* [TASKS]:
**1)** Summarize the passage on the show's guests in two sentences.
**2)** According to the passage on the show's guests, how did Lang Tang discover northwest Arkansas?
**3)** Reproduce the portion of the passage on the show's guests that opens with the words containing "What they heard" and closes with "a late-night infomercial.".

* [TEXT PASSAGE]:
What they heard was a success and survival story that included Lang Tang emerging from the Killing Fields of Cambodia and the Vietnam War among many other obstacles in his life. He has since written a book about his experiences.
“He caught malaria and survived it by himself,” Joe said. “Bit by a viper. Enslaved twice in his life. A Buddhist monk, he knew nothing about the word freedom.
“One day, he prayed to a god that he didn’t believe in named Jesus. He prayed that he could come to America. About 10 days later, he was in New York City.”
A few years later, Lang Tang discovered northwest Arkansas through a late-night infomercial.
“He came here and looked around for a place to open a doughnut shop,” Joe said. “That was 16 years ago. He never experienced anyone being racist toward him. He’s learned what liberty and freedom are. He’s a liked man, and he’s helped several other Cambodian families open up doughnut shops in other places.
“Once we got Lang Tang’s story, it was hard for me to go back to talking about farting and if I had ever seen my own butthole. We had found a new spot with the show.”
Among the guests since have been award-winning cinematographer Mark Emery (Joe met him on a flight to Alaska for a fishing trip) and a regular stream of others with a story to tell.
“We started bringing on guests, and we brought on some really, really cool guests,” Joe said. “They may not be millionaires, but they have a story. Our goal is to promote people like Andy – Andy Lehman has a helluva story to tell. It’s a story of a man who had the small business and went through COVID and the sacrifices he had to make to keep that company going.
“He had the passion to keep moving forward. The majority of our population would crumble in situations like that. Andy and whoever is his supporting cast kept that going through difficult times. That ensures that whenever I need a fishing rod, it’s probably going to be green in color.
“When the show comes out on Thursday, I made a point to showcase that. It’s a great story. It’s a story that works better than a Nike swoosh or a domino on a pizza box. It should be a goal for all of us. Without sacrifice, you’re probably not going to be much of a winner.”
On that philosophical note, Joe said he has a natural gift for getting people to open up and talk to him. He claims that he is the “redneck, chubby version of Oprah Winfrey.”

[Point-per-instance localization data]
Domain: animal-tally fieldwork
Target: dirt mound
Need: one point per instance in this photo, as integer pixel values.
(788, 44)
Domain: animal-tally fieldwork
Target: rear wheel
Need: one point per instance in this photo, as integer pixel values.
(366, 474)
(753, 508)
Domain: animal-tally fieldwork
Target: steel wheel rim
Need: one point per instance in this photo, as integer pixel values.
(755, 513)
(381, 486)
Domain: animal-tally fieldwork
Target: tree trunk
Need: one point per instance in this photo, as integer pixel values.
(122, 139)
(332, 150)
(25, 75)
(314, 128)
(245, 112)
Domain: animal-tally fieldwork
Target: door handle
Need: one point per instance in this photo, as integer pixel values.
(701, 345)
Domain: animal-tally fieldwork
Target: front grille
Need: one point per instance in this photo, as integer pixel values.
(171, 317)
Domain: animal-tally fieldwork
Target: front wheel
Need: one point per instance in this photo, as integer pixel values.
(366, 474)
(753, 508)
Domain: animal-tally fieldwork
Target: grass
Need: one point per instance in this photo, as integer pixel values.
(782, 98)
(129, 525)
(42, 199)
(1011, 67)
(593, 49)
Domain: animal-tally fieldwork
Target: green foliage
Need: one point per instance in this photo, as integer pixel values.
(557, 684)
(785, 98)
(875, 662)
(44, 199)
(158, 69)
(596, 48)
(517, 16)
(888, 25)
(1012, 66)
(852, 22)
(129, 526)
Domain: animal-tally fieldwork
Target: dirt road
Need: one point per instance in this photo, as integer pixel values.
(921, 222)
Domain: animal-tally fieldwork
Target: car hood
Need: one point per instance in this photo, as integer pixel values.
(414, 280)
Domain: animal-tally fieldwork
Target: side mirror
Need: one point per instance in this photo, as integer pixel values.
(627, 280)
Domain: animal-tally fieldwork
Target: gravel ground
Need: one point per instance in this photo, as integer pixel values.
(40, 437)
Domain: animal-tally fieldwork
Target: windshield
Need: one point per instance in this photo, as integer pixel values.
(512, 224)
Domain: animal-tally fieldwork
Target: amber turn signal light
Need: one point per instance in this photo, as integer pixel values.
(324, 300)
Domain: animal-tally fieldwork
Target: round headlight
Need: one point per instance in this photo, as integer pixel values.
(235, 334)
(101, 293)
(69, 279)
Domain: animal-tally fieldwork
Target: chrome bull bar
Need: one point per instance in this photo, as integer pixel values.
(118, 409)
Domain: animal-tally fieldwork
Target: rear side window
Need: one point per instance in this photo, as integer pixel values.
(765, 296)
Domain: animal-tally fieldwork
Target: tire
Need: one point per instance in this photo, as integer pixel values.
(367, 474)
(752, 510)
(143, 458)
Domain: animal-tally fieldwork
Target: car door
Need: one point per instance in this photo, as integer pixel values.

* [SOLVED TASKS]:
**1)** Lang Tang survived the Killing Fields of Cambodia and the Vietnam War, came to America, and opened a doughnut shop in northwest Arkansas, where he has helped other Cambodian families open doughnut shops. Joe said that after getting Lang Tang's story the show had found a new spot, and it has since brought on guests with a story to tell, such as Andy Lehman, who kept his small business going through COVID.

**2)** Through a late-night infomercial.

**3)**
What they heard was a success and survival story that included Lang Tang emerging from the Killing Fields of Cambodia and the Vietnam War among many other obstacles in his life. He has since written a book about his experiences.
“He caught malaria and survived it by himself,” Joe said. “Bit by a viper. Enslaved twice in his life. A Buddhist monk, he knew nothing about the word freedom.
“One day, he prayed to a god that he didn’t believe in named Jesus. He prayed that he could come to America. About 10 days later, he was in New York City.”
A few years later, Lang Tang discovered northwest Arkansas through a late-night infomercial.